## TEXTO PROPORCIONADO
EL ECONOMISTA 02/08/14
NICOLÁS REDONDO TERREROS
· Si en nuestra historia parlamentaria del siglo XX han sobresalido dos discursos, estos fueron los pronunciados por Ortega y Gasset y Azaña con motivo del debate parlamentario sobre la autonomía catalana.
Los protagonistas se lo merecen, ya forman parte del grupo de los personajes más notables de nuestra historia; el motivo, el problema catalán impone su actualidad continuamente, a pesar de los esfuerzos que se han realizado durante los últimos cincuenta años, y las dos piezas oratorias, tan desiguales entre sí como suficientes para dibujar los perfiles públicos y algunos íntimos de los dos contendientes, son todavía hoy fuente de información, de formación política y la expresión más cabal de la forma de hacer política de los españoles durante el periodo previo al drama civil más grande de nuestra historia moderna.
El filósofo anuncia un discurso general y cumple con su compromiso haciendo una intervención política sin límites ni fronteras conceptuales; el político se sujeta al motivo de la discusión, se extiende por el pasado y se proyecta hacía el futuro y en todas las direcciones. Encontramos en el filósofo errores provocados por su concepción histórica, que todos los grandes historiadores de su tiempo contabilizaron con cortesía y sin compasión, pero también aciertos, que todavía hoy se pueden considerar válidos; prevalece en el segundo un utilitarismo partidario en la interpretación de la historia, y la euforia de los primeros «momentos históricos» mezclada con su desdén personal hacia todos y todo, le hace ver por ejemplo en La Revolución Francesa una aportación parcial y fracasada a la Historia que los republicanos españoles iban a superar sin duda. El profesor muestra su escepticismo pesimista, lo que le lleva a proponer una conllevancia mutua, mientras que el expresidente del Ateneo defiende la solución estatutaria realizando aportaciones de carácter jurídico y político de enorme importancia para el mismo debate y aún para el día de hoy, en el que volvemos a enfrentarnos al «problema catalán», a pesar de las soluciones generosas y tolerantes, para ambas partes, que todos hemos dibujado desde la Constitución del 78 hasta la aprobación del último Estatuto de Autonomía. Sin duda dos extraordinarios discursos con sus luces y sus sombras.

## CONSIGNA 1
Indica si cada afirmación concuerda con el texto sobre los discursos de Ortega y Gasset y Azaña. Responde sí o no y cita entre comillas las palabras del texto que lo deciden. (a) El problema catalán impone su actualidad continuamente. (b) El profesor propone una conllevancia mutua. (c) El filósofo se sujeta al motivo de la discusión.

## DATOS PROPORCIONADOS

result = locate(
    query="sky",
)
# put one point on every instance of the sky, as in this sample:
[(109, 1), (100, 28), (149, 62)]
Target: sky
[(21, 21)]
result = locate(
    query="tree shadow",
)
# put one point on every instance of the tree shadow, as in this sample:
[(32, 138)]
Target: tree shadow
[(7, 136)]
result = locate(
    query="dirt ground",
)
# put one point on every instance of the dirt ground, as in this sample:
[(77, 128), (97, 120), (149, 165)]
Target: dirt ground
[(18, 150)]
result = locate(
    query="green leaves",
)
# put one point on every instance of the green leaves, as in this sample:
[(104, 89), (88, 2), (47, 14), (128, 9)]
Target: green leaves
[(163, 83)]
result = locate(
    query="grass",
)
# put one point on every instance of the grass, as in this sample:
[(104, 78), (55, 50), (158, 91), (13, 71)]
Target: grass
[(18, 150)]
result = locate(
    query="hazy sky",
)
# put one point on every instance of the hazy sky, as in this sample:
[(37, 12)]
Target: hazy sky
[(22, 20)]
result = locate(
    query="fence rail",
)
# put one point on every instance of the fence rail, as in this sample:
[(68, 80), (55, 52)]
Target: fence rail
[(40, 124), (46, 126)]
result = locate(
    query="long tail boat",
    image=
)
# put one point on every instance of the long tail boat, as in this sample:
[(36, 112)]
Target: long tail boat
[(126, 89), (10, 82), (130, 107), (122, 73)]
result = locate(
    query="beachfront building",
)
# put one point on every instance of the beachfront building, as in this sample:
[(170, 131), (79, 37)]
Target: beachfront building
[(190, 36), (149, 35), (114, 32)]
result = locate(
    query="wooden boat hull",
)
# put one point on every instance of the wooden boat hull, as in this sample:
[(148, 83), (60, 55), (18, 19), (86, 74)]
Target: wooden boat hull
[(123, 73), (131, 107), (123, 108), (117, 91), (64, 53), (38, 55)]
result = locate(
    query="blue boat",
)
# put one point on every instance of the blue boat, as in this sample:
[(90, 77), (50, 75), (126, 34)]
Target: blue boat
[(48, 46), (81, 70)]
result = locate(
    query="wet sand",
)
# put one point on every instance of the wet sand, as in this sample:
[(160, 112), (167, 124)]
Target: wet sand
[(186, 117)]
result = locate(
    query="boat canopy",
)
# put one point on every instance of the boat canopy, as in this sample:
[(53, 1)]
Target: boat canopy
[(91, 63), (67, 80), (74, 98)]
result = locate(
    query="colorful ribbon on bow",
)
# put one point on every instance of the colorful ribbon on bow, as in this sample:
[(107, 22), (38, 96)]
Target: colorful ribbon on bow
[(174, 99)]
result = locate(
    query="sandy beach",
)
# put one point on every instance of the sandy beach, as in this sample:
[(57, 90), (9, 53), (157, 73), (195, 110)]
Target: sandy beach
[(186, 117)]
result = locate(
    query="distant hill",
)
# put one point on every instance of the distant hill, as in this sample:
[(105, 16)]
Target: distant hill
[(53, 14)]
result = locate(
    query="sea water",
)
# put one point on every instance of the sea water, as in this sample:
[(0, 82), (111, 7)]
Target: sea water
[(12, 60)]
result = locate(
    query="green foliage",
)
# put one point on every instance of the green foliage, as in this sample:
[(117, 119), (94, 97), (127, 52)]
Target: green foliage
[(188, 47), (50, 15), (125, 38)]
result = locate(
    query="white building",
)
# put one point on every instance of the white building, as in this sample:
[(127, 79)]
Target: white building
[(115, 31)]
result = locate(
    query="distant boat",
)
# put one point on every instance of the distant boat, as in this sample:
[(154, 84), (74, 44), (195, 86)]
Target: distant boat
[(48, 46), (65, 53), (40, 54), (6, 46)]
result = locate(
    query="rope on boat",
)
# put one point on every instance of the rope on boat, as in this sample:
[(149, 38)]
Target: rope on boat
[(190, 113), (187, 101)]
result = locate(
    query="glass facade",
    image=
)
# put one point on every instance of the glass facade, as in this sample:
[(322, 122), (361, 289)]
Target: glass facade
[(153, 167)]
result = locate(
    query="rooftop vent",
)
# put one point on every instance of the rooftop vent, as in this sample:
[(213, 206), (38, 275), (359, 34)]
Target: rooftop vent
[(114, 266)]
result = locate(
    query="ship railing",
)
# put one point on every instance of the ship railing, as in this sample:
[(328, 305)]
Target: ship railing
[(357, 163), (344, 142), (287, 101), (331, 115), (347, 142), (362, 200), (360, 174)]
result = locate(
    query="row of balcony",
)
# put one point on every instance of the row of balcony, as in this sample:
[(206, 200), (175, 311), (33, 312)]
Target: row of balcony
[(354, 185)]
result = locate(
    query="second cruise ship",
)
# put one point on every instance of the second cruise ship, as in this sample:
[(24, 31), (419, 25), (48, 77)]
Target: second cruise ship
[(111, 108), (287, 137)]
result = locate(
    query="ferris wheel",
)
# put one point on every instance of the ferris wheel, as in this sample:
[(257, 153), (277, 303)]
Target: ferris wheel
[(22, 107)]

## CONSIGNA 2
Muestra cada línea de las entradas que contenga la cadena "leaves". Se distinguen mayúsculas y minúsculas.

## RESPUESTA CORRECTA 1
(a) Sí: «el problema catalán impone su actualidad continuamente».
(b) Sí: «El profesor muestra su escepticismo pesimista, lo que le lleva a proponer una conllevancia mutua».
(c) No: «El filósofo anuncia un discurso general» y «el político se sujeta al motivo de la discusión».

## RESPUESTA CORRECTA 2
    query="green leaves",
# put one point on every instance of the green leaves, as in this sample:
Target: green leaves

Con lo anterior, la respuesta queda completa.